### SUPPLIED INFORMATION ###

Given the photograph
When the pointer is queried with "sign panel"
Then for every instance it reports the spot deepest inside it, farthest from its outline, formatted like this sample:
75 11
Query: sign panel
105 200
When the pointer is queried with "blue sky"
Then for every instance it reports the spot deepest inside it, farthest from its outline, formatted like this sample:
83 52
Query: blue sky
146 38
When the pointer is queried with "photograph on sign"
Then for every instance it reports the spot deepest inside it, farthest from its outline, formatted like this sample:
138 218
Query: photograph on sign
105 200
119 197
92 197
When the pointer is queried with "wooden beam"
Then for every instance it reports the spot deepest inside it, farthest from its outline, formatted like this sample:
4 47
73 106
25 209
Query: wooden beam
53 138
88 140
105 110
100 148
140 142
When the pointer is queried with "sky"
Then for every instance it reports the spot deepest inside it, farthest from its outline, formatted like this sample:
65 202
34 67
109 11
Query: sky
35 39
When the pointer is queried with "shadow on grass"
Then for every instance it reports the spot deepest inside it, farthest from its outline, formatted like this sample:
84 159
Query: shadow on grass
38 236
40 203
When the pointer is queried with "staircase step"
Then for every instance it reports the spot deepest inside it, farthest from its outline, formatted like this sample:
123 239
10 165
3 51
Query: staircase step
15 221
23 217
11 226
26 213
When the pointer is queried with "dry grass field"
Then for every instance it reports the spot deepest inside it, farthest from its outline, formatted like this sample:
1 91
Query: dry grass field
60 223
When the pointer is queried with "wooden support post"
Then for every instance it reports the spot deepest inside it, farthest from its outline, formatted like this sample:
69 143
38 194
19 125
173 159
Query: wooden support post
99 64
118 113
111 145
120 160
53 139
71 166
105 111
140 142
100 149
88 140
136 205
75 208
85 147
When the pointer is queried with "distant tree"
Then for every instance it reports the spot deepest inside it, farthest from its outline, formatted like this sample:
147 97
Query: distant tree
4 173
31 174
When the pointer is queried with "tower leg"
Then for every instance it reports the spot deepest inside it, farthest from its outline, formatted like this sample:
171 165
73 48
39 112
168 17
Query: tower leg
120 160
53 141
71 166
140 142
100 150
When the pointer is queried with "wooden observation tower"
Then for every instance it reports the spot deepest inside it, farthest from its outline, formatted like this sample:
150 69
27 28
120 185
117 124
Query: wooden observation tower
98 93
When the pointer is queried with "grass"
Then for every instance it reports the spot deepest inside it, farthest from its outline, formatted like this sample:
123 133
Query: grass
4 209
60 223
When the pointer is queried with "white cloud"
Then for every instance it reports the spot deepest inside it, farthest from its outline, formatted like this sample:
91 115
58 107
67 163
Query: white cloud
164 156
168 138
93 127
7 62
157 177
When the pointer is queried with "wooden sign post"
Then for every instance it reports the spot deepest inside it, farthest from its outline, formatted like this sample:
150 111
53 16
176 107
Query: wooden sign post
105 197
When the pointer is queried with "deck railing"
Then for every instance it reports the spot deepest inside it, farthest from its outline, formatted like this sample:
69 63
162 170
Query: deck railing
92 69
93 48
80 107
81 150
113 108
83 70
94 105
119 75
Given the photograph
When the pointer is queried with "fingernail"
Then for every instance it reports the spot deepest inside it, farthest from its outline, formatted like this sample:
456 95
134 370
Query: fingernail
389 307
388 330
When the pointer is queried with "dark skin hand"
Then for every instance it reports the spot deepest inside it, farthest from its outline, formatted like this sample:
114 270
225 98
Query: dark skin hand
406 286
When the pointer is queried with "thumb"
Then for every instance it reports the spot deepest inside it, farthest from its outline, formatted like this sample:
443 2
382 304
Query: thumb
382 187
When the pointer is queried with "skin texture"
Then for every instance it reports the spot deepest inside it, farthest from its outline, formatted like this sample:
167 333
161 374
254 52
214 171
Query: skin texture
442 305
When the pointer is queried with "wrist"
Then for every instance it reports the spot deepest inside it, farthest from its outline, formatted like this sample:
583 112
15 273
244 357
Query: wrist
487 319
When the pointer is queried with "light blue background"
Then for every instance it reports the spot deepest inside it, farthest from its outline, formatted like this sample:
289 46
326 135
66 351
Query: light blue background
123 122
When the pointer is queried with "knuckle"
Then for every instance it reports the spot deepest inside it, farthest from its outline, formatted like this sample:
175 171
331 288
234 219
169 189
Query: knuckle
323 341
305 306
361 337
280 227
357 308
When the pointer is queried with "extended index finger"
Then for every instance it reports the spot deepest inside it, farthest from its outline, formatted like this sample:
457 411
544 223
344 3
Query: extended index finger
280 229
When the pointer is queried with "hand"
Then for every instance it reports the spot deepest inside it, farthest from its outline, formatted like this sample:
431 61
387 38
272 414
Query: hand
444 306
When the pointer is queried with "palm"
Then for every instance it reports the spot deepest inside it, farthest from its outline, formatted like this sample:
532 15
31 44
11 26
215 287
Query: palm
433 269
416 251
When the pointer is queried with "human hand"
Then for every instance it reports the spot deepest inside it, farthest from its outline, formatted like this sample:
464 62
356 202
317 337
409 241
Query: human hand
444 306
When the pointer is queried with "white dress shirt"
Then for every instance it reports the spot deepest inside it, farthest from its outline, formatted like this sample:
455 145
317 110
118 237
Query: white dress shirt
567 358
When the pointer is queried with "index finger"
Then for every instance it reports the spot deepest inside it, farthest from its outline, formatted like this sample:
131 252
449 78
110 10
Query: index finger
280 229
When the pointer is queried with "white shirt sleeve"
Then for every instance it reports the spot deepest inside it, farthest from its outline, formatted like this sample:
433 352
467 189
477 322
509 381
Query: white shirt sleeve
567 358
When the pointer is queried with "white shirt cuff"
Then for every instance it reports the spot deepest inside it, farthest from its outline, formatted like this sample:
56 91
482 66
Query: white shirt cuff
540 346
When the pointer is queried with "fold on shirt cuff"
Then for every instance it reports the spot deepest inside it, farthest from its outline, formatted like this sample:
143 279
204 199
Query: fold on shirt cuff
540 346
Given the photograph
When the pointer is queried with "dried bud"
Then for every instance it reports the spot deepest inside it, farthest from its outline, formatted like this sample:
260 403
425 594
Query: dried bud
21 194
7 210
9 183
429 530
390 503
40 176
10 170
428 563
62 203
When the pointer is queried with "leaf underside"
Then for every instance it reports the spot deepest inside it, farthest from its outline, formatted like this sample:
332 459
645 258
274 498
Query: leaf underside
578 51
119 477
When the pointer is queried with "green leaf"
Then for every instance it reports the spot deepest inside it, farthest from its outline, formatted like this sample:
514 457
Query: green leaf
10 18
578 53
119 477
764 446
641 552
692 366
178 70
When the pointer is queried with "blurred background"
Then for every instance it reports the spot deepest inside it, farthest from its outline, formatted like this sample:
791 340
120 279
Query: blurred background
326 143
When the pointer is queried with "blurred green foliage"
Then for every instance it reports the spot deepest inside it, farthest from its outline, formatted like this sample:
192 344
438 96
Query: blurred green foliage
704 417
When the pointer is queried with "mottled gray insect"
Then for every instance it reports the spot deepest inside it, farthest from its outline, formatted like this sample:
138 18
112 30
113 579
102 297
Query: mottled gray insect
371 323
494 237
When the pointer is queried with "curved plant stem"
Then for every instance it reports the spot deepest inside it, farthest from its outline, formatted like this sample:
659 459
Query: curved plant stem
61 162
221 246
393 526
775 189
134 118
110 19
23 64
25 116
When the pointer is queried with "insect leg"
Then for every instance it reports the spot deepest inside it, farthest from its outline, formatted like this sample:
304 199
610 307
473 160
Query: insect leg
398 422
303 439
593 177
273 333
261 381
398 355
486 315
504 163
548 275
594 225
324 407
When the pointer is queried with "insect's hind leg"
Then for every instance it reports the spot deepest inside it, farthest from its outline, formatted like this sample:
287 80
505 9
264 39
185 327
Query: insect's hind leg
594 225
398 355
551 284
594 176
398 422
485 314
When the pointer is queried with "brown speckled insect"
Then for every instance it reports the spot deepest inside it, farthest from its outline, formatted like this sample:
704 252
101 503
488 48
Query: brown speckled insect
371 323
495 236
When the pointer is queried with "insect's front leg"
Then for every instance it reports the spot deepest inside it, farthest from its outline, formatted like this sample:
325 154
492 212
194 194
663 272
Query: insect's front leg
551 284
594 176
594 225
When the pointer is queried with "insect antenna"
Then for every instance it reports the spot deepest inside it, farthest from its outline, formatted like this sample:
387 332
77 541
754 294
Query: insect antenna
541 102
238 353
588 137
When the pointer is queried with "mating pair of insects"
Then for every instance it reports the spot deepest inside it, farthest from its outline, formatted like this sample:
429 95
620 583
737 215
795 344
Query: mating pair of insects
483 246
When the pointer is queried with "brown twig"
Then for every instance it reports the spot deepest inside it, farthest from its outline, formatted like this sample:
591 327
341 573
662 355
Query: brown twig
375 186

###

WORK TO COMPLETE:
Reproduce the line that contains "Query: insect's hind leg" and each line after it through the last line of the entries above, exactly; leave out all earlier lines.

REPLY TO THE TASK:
Query: insect's hind leg
594 225
398 355
551 284
594 176
398 422
485 314
When the pointer is queried with "brown speckled insect"
Then for every instance it reports the spot deepest inside it, farthest from its outline, formatted like this sample:
704 252
101 503
488 48
Query: brown speckled insect
371 323
495 236
When the pointer is queried with "insect's front leg"
Then for every instance it reports the spot deepest inside it, farthest from its outline, formatted like this sample:
325 154
492 212
194 194
663 272
Query: insect's front leg
551 284
594 176
594 225
When the pointer is queried with "insect antenna"
Then for every instance it reports the spot deepest inside it, farthest from its outline, formatted like this sample:
387 332
77 541
754 294
Query: insect antenna
541 102
238 353
588 137
When the pointer is queried with "mating pair of insects"
Then for every instance it reports the spot deepest inside it, farthest from its outline, formatted like this sample:
429 95
620 583
737 215
795 344
Query: mating pair of insects
483 246
When the pointer is queried with "brown twig"
Then for every instance it reports the spot deepest inside it, farthest from its outline, formatted like this sample:
591 327
341 573
662 355
Query: brown twig
375 186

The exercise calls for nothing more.